## Required work
Across the entries below, determine how many lines include the word "roadside". State only the resulting number.

Natural-language object grounding data
++++++

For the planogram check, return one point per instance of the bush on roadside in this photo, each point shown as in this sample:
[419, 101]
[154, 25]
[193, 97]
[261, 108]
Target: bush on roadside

++++++

## Solution to the problem
2